>> Start Dataset content

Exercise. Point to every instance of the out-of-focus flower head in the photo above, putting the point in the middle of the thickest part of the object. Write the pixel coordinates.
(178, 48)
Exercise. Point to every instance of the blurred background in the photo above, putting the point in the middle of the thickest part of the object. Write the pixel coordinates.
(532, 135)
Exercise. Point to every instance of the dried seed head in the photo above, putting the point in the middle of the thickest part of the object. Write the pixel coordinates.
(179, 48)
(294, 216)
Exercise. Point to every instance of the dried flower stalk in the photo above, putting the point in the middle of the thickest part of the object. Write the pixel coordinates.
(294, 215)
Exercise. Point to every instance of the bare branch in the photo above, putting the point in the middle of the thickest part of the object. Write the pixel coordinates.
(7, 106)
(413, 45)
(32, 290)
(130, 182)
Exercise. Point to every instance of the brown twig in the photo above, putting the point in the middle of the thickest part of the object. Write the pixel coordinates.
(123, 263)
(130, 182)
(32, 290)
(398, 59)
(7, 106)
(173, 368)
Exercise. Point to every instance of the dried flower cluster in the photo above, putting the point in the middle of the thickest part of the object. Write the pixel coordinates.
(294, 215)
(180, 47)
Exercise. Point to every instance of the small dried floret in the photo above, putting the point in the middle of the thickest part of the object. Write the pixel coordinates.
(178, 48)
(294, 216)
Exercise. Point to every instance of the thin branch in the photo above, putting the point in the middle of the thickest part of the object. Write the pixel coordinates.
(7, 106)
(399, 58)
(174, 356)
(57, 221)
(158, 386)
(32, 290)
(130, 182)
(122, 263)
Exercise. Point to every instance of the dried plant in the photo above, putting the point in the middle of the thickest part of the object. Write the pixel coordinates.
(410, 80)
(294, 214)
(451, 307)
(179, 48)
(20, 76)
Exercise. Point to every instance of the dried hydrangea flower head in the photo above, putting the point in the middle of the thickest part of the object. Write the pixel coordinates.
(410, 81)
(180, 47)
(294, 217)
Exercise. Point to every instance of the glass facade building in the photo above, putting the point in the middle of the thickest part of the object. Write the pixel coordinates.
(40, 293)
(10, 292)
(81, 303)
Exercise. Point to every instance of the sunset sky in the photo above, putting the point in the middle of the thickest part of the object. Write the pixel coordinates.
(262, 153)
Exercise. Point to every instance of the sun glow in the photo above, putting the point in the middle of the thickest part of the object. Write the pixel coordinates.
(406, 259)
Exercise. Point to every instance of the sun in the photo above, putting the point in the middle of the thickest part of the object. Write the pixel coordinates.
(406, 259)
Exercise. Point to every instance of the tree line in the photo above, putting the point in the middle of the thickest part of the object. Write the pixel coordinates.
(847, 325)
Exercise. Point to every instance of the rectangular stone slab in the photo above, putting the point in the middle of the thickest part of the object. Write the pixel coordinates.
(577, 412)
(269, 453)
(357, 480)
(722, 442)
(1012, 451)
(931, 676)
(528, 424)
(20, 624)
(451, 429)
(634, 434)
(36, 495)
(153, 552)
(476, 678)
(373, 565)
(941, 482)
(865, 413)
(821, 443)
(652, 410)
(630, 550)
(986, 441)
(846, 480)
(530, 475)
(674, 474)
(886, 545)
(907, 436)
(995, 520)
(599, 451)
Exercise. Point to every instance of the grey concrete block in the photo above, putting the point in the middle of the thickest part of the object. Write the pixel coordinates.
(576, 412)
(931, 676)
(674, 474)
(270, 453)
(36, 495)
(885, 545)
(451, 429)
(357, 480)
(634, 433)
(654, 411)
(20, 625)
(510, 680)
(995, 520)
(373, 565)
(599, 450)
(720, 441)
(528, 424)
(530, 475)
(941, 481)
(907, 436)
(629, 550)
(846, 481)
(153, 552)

>> End Dataset content
>> Start Dataset content

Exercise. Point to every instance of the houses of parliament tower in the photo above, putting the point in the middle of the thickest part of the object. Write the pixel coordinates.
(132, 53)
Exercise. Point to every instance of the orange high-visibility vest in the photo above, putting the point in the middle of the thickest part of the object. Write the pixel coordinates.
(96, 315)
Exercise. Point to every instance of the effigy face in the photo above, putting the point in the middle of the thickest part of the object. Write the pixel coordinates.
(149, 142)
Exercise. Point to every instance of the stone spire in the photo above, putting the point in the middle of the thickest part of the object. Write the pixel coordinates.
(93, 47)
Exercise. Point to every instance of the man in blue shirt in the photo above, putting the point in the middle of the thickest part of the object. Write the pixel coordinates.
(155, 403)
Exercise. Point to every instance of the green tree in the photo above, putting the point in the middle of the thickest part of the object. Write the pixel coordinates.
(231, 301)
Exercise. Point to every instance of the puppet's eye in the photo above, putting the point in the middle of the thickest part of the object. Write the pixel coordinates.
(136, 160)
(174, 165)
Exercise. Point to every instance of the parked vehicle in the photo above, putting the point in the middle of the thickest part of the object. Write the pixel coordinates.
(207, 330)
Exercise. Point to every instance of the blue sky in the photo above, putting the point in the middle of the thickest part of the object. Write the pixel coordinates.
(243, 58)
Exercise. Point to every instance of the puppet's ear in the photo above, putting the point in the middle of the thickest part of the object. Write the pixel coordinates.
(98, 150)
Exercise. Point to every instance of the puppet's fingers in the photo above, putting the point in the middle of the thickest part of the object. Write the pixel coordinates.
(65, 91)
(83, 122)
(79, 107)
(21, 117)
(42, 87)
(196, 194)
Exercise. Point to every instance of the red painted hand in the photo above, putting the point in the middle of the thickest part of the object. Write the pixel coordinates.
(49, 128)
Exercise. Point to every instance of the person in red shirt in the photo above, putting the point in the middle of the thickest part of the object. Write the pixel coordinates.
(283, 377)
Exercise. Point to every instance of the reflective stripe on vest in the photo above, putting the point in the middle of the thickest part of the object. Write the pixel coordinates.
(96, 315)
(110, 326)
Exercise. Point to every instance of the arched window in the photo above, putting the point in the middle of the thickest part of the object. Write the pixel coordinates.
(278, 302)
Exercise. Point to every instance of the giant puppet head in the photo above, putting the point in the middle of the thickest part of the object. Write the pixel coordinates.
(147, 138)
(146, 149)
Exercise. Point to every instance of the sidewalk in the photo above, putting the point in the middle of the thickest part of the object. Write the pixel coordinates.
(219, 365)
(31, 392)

>> End Dataset content

▶ What you need to do:
Pull out each line of the records that contains the string "puppet", and copy every such line in full. Case counts, so match only lines with that same capitalization.

▶ Exercise response:
Exercise. Point to every instance of the puppet's eye in the photo above, putting the point in the middle of the thickest part of the object. Write the pixel coordinates.
Exercise. Point to every instance of the puppet's ear in the photo above, putting the point in the middle of the thickest part of the object. Write the pixel coordinates.
Exercise. Point to every instance of the puppet's fingers in the photo above, putting the point in the middle of the thickest part of the object. Write the pixel coordinates.
Exercise. Point to every instance of the giant puppet head in the photo above, putting the point in the middle of the thickest part of the object. Write the pixel coordinates.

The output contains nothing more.